→ Document passage
──────────

Sunday, February 1, 2015

Burn Notice

Philly import Han Dynasty will make you cry with joy, but also pain


Vegetarians and the spice-averse, please stand to the left.

It's nothing personal. Han Dynasty just has nothing for you. Now move along.

The rest of you? Brace yourselves for this unflinchingly numbing-hot Sichuan cuisine, where chili peppers are, well, peppered into every dish like they ain't no thang.

Luckily for you, dishes are conveniently scored on a scale of 1 to 10 indicating degrees of heat.

But we're not gonna mince words — this kind of spice can wreak havoc on the human body, unless properly prepared. So we've broken down a few suggested menus based on the steeliness of your stomach:

Newbies: wontons in chili oil, double-cooked pork belly, salt and pepper fried shrimp.

──────────

→ Required tasks
[a] Can you edit the Han Dynasty review from "Burn Notice" through "Now move along." so that "Vegetarians" becomes "Vegans"?
[b] How would you shorten the paragraph of the Han Dynasty review that opens with "But we're not gonna mince words" while keeping its main facts?

[Image point annotation entries]
──────────

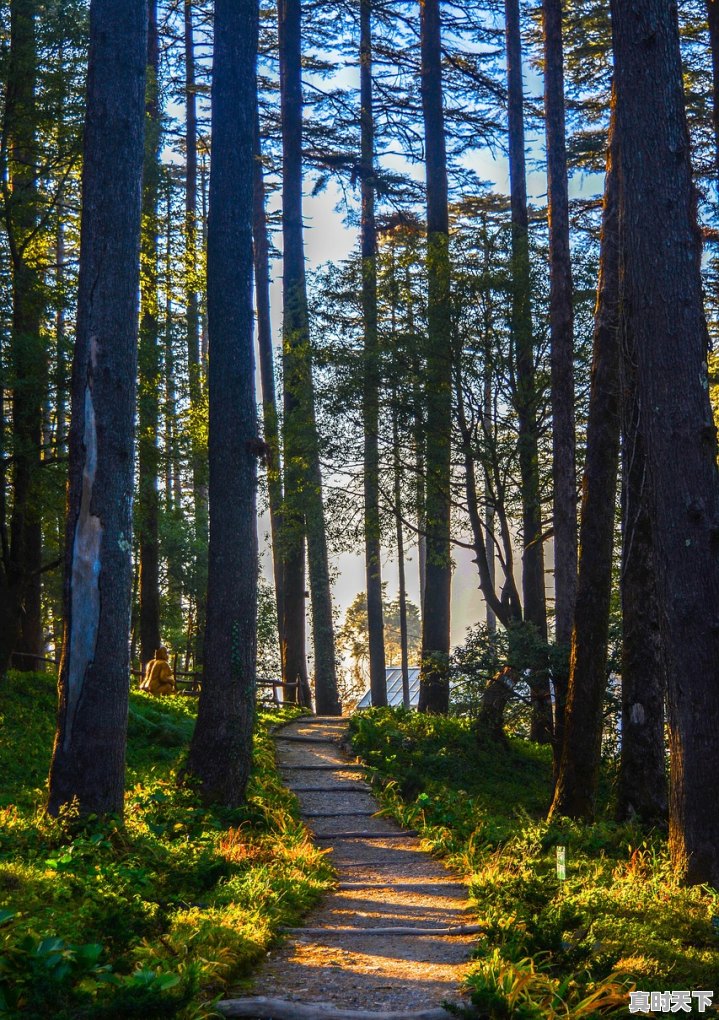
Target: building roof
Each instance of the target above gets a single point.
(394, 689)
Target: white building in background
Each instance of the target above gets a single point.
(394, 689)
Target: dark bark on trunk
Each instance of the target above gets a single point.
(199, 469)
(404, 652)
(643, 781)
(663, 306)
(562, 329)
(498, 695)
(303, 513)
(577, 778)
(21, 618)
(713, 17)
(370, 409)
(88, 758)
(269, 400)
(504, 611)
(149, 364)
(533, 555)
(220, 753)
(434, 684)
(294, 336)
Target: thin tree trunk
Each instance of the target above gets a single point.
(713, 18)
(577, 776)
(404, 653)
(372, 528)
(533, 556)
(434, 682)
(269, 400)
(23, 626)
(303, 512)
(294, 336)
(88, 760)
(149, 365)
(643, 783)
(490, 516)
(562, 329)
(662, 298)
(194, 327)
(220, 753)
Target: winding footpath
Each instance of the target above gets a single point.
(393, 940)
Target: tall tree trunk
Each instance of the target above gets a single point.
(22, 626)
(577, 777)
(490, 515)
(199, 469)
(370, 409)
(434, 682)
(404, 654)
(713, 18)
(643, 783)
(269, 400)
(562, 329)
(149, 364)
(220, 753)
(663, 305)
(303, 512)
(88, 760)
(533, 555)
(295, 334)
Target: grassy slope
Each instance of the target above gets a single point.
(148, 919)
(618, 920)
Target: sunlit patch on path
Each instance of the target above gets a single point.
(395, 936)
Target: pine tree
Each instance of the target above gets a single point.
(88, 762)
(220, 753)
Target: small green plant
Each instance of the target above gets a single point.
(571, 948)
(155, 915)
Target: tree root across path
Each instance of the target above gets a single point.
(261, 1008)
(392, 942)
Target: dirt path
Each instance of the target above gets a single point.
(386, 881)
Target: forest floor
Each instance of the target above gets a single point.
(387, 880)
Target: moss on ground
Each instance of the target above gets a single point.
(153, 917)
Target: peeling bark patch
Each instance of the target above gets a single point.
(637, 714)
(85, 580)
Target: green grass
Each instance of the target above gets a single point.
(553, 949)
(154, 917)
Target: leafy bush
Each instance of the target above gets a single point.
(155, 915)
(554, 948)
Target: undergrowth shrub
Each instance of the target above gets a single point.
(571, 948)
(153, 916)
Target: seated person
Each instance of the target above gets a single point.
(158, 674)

──────────

→ Answer set
[a]
Burn Notice

Philly import Han Dynasty will make you cry with joy, but also pain


Vegans and the spice-averse, please stand to the left.

It's nothing personal. Han Dynasty just has nothing for you. Now move along.

[b] This level of spice can wreak havoc on the body unless properly prepared, so a few suggested menus are offered based on how steely your stomach is.